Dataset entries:
(begin)

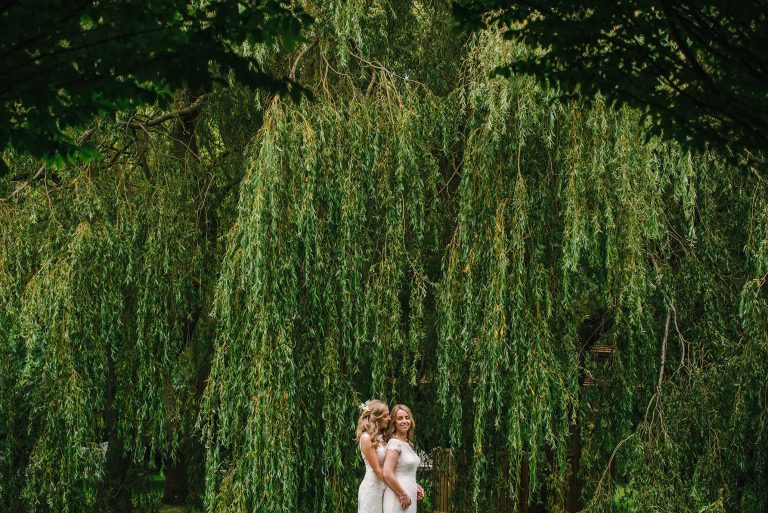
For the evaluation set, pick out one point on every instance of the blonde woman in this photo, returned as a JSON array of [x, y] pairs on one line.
[[373, 421], [401, 463]]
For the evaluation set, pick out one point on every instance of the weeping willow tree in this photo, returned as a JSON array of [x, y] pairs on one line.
[[420, 232], [104, 273]]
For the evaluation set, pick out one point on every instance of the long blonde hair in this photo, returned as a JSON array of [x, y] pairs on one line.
[[393, 423], [371, 413]]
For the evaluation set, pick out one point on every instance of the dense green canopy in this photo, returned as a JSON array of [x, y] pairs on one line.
[[698, 69], [420, 232]]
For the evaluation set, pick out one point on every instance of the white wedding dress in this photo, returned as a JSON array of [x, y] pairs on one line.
[[405, 472], [369, 495]]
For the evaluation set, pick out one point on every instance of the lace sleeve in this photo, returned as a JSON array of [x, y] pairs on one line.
[[394, 445]]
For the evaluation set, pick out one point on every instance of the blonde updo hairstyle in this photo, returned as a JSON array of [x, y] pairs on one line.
[[371, 413], [393, 423]]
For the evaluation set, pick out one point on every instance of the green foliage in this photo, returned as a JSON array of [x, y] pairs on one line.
[[64, 63], [696, 68]]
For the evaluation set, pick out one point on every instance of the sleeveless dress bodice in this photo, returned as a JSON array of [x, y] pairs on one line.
[[405, 472], [371, 490]]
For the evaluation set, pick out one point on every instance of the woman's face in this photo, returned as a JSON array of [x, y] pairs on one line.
[[384, 421], [402, 422]]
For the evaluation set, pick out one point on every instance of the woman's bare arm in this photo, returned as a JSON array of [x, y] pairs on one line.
[[390, 462]]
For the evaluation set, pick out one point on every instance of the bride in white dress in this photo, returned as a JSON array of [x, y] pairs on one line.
[[374, 418], [401, 463]]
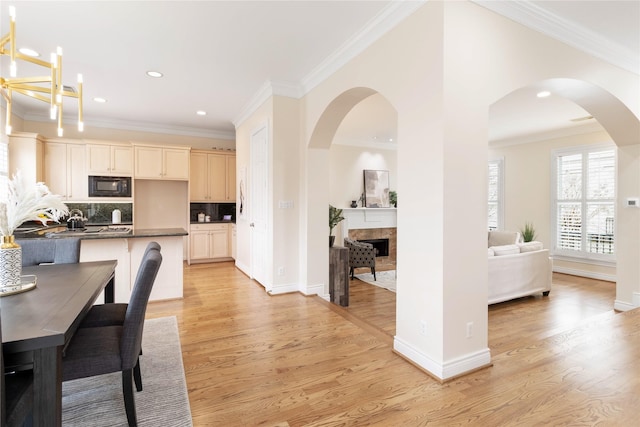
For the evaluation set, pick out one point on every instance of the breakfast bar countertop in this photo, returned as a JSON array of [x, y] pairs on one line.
[[93, 232]]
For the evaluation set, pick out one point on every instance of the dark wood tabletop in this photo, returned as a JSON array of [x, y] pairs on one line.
[[39, 323]]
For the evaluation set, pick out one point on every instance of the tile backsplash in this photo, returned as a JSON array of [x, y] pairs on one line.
[[100, 213]]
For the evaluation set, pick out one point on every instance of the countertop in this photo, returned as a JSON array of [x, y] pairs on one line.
[[50, 233], [220, 221]]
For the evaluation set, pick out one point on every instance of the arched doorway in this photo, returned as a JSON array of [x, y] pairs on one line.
[[619, 124]]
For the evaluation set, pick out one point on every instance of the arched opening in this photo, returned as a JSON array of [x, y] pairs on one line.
[[359, 129], [528, 135]]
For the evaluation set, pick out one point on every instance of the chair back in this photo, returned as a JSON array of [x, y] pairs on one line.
[[131, 343], [56, 251]]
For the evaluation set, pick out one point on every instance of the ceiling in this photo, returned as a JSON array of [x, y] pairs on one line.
[[218, 56]]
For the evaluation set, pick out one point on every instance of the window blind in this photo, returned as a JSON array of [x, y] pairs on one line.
[[585, 202], [494, 213], [4, 170]]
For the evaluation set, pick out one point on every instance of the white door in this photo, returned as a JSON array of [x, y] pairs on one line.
[[258, 206]]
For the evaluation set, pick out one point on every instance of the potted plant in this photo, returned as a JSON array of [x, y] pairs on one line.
[[393, 198], [528, 232], [335, 216]]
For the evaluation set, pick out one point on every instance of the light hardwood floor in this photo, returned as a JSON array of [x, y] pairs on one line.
[[257, 360]]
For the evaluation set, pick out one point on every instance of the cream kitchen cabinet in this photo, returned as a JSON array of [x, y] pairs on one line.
[[65, 170], [212, 177], [209, 242], [161, 162], [114, 160]]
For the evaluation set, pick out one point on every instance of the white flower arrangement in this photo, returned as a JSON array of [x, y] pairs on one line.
[[29, 203]]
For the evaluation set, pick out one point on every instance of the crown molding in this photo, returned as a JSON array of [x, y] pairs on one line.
[[360, 143], [266, 91], [384, 21], [537, 18], [544, 136], [139, 127]]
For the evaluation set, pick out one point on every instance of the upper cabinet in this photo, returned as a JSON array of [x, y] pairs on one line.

(end)

> [Directive]
Can you rewrite all of the items with "evaluation set" changed to "test set" and everything else left the same? Leave the pictures out.

> [Solution to this problem]
For the test set, pick out one point on every instance of the blonde woman in this photo, returned as a JSON array of [x, y] pairs on one line.
[[373, 421], [401, 463]]
For the test set, pick out one point on every instance of the weeping willow tree in this photo, returned as a JSON array of [x, y] pairs on one line.
[[420, 232], [104, 273]]
For the test set, pick out one point on every instance of the long blonde hair in this photo, returned as a JSON array of [x, y] pairs on one line.
[[393, 423], [371, 413]]
For the test set, pick out one point on every instance of the dense green canopy in this photo, returned as a JSON array of [x, y] pairs on one line.
[[698, 69], [420, 232]]
For the test set, pick out one point on every instance of the white wedding dress in this photo, returned as a JSON array of [x, y] pairs on one line.
[[405, 472], [369, 495]]
For the test set, pick out one point on every instance of the lace sleeve in this photo, returned as a JSON array of [x, y] pairs on one line.
[[394, 445]]
For the test set, pick out one point on every instance of the blonde updo hairstyle in this photo, returned as a JSON array of [x, y] pairs on one line.
[[371, 413], [393, 423]]
For the test set, pick out one point on every instance of the green foliage in this photo, returned as a JSON array of [x, y] pairs on one line.
[[64, 63], [696, 68]]
For the test set, pick out one point on every instance of the sleeveless dress bodice in this photo, returned as a JSON array of [x, y] pairs on one line.
[[405, 472], [371, 490]]
For the test set, pick out one point on every instance of the woman's face in this photo, returned as a JSON array of [x, y] pairs on one line.
[[384, 421], [402, 422]]
For the test set, pick out one point on every instance of the woman's bare arm in this photo, returned as a JSON array of [x, y] pairs on one line.
[[390, 462]]
For the test set, pick out one point on every instance of the bride in white dress in this photo, returned as a JSON array of [x, y] pairs on one line.
[[374, 418], [401, 463]]
For the test set, pick out one point on every instance of the breakfast bar countertop in this photo, returned as a JSON array of [x, y] pairs on one line.
[[93, 232]]
For the test set, pick out one point on every instance of the dark wood tabletop in this photo, returned as a JSON array of [x, y] pairs on one line.
[[39, 323]]
For the test set, pick out one point on every instance of the tile backsplash in this photo, returned as a JSON array of [x, y] pairs on one line.
[[100, 213]]
For the test set, pick out one point on every instance of the countertop in this photo, returned as a JSON array of [x, y] pairs on one line.
[[50, 233], [220, 221]]
For the test set, pick out one point on every instance of the arched doorway in this photo, returned as a JSON array of [x, y] pairs on one line.
[[619, 124]]
For the test set, pick out one point on every instance of the arched opening in this photo, returned as a JSON array of [x, y] pairs on one line.
[[359, 129], [528, 135]]
For the test set, pick out one point on every instance of the chair back in this photo, returned as a JSON array of [x, y] pairs on one line.
[[131, 343], [56, 251]]
For the test set, pick out one point on every instance of the ceiling in this photo, returned as a JSON array of [x, y] pairs on one line.
[[218, 56]]
For the test set, pick out one point on every instance of the window blind in this photo, returned as a JSON array of [x, y] pairs on one line.
[[585, 202], [494, 213], [4, 170]]
For the test set, pick out one point on every instance of the white door in this photo, returned as a JSON array of [x, y] pairs on one line.
[[258, 206]]
For the test set, pick out one point on every instance of the potted plant in this photo, returned as a JSON array of [x, y] pairs on one line.
[[393, 198], [528, 232], [335, 216]]
For the test set, pick out one point on every instance of the light hardwood floor in this photo, returned as a JSON array of [x, y] pairs on one line.
[[257, 360]]
For the test set, pick out one point on every instance of the cream kitchen cabinet in this photo, returned as a JSON array of [x, y] pairs on one line.
[[65, 170], [212, 177], [209, 242], [161, 162], [114, 160]]
For the test set, pick out one point on every instance of the white flower arrangement in this photo, returned as a JSON array of [x, y] pairs on one line.
[[29, 203]]
For the test set, pick out one point on every instance of the crown molding in this photo, returned as a JSON array of [x, y] pairs on one line.
[[360, 143], [266, 91], [384, 21], [537, 18], [544, 136], [139, 127]]
For the test set, pick out one point on every instance of the upper cabinet in this photo, returned as a JSON array of [x, y] pairs on one line.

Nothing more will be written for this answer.